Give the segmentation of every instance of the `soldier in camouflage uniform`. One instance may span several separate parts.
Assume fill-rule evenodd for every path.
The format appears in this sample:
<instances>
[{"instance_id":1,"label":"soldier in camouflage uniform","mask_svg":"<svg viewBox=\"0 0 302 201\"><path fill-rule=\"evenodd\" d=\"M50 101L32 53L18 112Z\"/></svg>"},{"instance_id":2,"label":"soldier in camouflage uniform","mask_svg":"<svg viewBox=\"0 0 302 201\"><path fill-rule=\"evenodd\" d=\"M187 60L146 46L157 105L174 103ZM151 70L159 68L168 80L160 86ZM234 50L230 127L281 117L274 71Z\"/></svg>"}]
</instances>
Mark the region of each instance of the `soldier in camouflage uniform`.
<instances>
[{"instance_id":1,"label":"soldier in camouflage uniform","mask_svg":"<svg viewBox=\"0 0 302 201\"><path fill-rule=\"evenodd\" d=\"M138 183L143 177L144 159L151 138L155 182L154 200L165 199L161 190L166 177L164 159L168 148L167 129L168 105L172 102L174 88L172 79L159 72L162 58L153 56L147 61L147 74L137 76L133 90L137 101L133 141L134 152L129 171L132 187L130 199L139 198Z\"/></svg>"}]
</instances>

-.-.-

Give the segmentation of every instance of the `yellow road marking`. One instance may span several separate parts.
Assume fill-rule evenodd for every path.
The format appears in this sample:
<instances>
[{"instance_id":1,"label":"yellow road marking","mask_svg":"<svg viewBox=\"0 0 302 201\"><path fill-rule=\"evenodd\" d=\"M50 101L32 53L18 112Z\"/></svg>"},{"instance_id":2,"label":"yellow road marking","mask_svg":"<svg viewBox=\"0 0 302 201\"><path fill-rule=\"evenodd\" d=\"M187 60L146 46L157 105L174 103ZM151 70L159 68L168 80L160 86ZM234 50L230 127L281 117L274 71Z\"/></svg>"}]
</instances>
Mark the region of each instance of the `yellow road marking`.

-.-.-

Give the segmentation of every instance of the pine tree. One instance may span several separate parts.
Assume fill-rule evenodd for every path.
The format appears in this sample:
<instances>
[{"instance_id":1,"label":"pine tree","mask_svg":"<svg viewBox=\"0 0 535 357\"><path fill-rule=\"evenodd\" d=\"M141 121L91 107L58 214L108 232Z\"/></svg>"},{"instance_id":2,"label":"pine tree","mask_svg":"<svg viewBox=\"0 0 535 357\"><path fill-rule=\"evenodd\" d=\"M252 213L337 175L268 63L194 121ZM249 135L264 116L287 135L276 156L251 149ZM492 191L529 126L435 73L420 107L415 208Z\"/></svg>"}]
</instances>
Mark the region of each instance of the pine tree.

-.-.-

Output verbatim the entries from the line containing "Give the segmentation of every instance of the pine" to the line containing "Mark the region of each instance of the pine", inclusive of both.

• **THE RESULT**
Give the segmentation of every instance of the pine tree. One instance may span several separate parts.
Assume fill-rule evenodd for every path.
The format appears in this sample:
<instances>
[{"instance_id":1,"label":"pine tree","mask_svg":"<svg viewBox=\"0 0 535 357\"><path fill-rule=\"evenodd\" d=\"M141 121L91 107L58 214L108 232Z\"/></svg>"},{"instance_id":2,"label":"pine tree","mask_svg":"<svg viewBox=\"0 0 535 357\"><path fill-rule=\"evenodd\" d=\"M252 213L337 175L268 63L194 121ZM249 135L264 116L287 135L276 156L251 149ZM492 191L529 126L435 73L420 107L415 208Z\"/></svg>"}]
</instances>
Mark the region of each instance of the pine tree.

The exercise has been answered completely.